PROVIDED INFORMATION: Begin

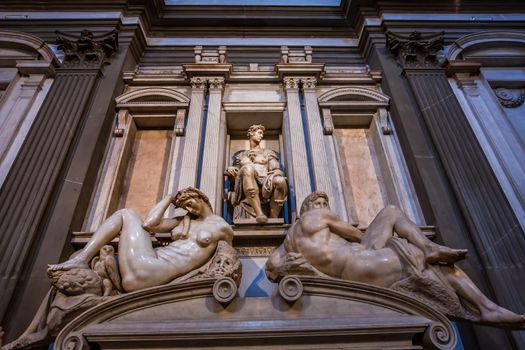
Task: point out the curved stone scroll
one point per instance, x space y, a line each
187 316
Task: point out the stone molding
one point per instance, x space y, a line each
386 314
14 38
216 83
291 82
417 50
198 83
210 55
87 50
371 94
309 83
296 56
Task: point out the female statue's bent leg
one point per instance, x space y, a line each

PROVIDED INFORMATION: End

▸ EXERCISE AIM:
Write out every line of the listing exactly as written, and leave the pictures out.

▸ RESPONSE AREA:
Task: point out the curved stone scroll
one point per instance, x space y, a line each
187 316
Task: point out the stone molding
one point per instance, x space y, a line each
386 314
14 38
216 83
291 82
417 50
198 83
210 55
87 50
371 94
309 83
296 56
Task: point out the female statue's bent leg
one point per instance, x space y, a line each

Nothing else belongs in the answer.